**Goal:** Count how many lines of the entries below contain the string "wall". Give only the number.
#####
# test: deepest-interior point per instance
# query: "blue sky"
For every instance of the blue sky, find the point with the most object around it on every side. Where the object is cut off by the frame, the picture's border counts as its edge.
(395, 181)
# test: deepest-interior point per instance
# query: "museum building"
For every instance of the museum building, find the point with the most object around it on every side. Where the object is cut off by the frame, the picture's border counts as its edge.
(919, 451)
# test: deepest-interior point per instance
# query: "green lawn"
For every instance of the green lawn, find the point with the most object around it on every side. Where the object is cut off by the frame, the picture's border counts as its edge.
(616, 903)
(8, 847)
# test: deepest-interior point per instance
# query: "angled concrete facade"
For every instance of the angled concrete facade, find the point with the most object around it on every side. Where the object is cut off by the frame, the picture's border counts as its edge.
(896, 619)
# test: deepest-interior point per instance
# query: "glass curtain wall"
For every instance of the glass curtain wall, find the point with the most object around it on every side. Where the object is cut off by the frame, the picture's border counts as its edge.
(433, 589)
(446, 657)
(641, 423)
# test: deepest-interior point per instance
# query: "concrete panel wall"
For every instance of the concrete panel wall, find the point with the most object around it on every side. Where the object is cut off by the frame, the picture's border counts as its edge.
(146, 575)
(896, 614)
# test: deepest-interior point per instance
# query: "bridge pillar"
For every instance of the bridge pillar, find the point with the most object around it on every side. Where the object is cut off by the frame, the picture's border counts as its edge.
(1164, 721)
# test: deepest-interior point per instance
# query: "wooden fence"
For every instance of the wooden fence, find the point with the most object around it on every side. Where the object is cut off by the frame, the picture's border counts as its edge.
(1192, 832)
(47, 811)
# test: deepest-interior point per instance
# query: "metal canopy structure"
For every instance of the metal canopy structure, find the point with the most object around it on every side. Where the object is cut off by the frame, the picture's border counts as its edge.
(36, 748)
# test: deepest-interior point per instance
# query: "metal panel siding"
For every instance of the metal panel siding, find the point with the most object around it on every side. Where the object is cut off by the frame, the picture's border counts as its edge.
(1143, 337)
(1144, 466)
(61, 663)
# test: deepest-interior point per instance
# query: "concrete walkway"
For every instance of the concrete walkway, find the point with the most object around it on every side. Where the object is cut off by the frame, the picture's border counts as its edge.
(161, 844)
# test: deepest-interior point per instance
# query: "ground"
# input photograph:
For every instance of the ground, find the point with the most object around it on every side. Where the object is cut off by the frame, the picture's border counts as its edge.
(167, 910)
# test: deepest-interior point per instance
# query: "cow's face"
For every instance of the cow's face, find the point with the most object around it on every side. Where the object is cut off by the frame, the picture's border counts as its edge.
#####
**Answer for the task:** 4